Friday, December 07, 2007

junkie

pex has been down for the past 4 hours or so now. just when i got become too excited after having tamed alpha green, our resident troll (har-har!) in torch'd's thread. or so i presume.

this left me with not having much to do aside from refreshing multiply over and over again to check for updates.

work-wise, i was just able to do our last quarter budget request which i did quite in a jiffy even if i tried doing and redoing it if only to bide some more time and more work hehe. i wanted to study our budget and hopefully prepare a new one for next year but i found it too early just yet. besides my colds are still kinda bad and even if i've been sleeping on and off today working on numbers will only make me even more dizzy.

this left me with nothing much to do but sing! or at least try to haha! i have this habit of looking up to the lyrics and meanings of the songs i download. i would play it over and over again and try to sing along with it. i have this site bookmarked which i could just browse to whenever.

lately i have just compiled my third eye blind mp3 folder and found myself transported to our old apartment back in abada when we'd head bang on semi charmed life LOL! i just happened to look up to its lyrics and found that it's supposed to be about some meth addiction. no wonder we'd get high with the song as well. but i'd look back and realize that most of the songs i was into back then and even now is mostly about drugs and suicide and relationships gone wrong. i knew i had quite a lot of angst back then but yeah, maybe these songs just contributed more to it subliminally. how can it be not when i'd listen to a lot of googoo dolls, smashing pumpkins, nirvana, etc back then.

and i'd just read that black balloon refers to that black balloon which is being used by heroin addicts to wrap around their arms before injection. yeah, i knew it was again about drugs but not this specific.

Point annotation listing

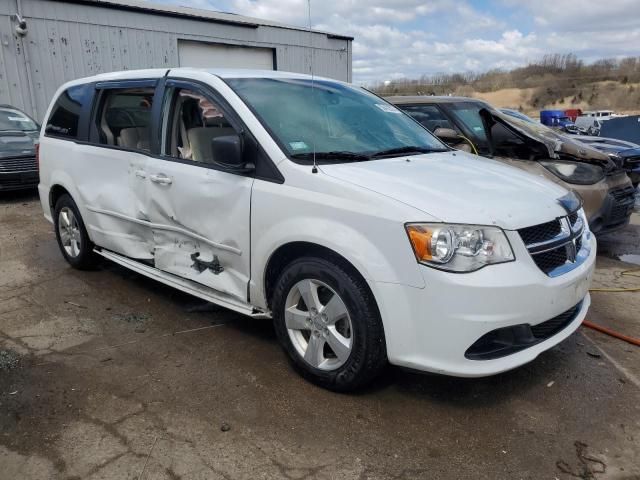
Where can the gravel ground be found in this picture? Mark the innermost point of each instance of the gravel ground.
(120, 377)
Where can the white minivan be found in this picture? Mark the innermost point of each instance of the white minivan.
(320, 205)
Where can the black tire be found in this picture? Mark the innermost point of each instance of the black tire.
(86, 259)
(368, 354)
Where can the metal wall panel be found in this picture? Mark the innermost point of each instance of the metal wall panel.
(66, 41)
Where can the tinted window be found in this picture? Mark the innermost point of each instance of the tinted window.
(429, 116)
(124, 118)
(468, 114)
(12, 120)
(65, 115)
(190, 125)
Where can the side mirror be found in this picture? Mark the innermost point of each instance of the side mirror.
(227, 153)
(446, 134)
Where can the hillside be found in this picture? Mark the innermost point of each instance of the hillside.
(557, 81)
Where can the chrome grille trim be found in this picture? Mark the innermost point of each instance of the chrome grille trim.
(564, 251)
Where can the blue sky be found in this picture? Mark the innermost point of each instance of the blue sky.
(407, 38)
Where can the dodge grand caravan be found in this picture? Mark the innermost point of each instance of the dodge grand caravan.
(320, 205)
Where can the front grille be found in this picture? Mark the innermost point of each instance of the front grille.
(623, 203)
(554, 244)
(22, 164)
(549, 328)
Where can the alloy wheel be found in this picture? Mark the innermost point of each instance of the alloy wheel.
(318, 324)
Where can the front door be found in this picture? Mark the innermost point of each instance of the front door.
(199, 213)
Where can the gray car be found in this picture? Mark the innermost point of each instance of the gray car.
(19, 135)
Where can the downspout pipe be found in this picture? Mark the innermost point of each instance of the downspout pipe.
(27, 61)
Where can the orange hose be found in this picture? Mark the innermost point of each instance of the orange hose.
(599, 328)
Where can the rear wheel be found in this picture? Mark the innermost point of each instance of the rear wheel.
(328, 322)
(73, 240)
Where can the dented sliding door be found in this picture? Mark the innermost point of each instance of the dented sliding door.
(200, 224)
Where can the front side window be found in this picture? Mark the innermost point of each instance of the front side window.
(429, 116)
(65, 114)
(468, 115)
(333, 121)
(15, 120)
(191, 122)
(124, 119)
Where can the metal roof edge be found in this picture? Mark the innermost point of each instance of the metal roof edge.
(198, 14)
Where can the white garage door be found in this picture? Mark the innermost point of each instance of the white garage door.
(216, 55)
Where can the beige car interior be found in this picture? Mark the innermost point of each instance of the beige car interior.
(196, 122)
(125, 119)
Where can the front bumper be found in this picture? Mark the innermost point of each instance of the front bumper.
(432, 329)
(615, 211)
(18, 180)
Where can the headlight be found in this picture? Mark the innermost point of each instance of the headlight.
(575, 172)
(458, 248)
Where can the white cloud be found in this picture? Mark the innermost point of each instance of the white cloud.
(396, 38)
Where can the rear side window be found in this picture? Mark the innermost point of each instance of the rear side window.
(124, 118)
(65, 115)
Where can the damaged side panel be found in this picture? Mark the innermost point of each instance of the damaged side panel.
(114, 191)
(200, 225)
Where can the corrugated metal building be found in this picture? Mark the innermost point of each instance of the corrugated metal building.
(68, 39)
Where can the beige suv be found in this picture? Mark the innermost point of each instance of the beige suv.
(473, 125)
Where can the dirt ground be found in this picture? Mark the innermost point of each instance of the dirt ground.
(108, 375)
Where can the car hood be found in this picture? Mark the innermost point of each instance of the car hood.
(16, 144)
(458, 188)
(557, 144)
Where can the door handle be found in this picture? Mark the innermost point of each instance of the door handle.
(161, 178)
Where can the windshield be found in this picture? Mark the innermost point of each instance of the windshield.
(12, 120)
(338, 121)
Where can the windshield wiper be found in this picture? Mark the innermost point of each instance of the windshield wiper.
(413, 149)
(336, 155)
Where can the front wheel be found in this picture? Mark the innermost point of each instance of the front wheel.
(72, 236)
(328, 322)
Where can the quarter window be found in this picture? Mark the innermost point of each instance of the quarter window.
(65, 114)
(125, 118)
(191, 122)
(429, 116)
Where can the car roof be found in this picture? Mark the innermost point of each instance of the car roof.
(426, 99)
(219, 72)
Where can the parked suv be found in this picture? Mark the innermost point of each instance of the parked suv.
(18, 138)
(475, 126)
(317, 204)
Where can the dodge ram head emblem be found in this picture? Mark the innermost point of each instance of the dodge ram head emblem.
(570, 202)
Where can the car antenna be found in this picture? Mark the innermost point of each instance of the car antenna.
(315, 165)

→ Goal: According to the blog post, how long had pex been down? The listing is separate material and is not connected to the blog post.

→ Correct output: About four hours.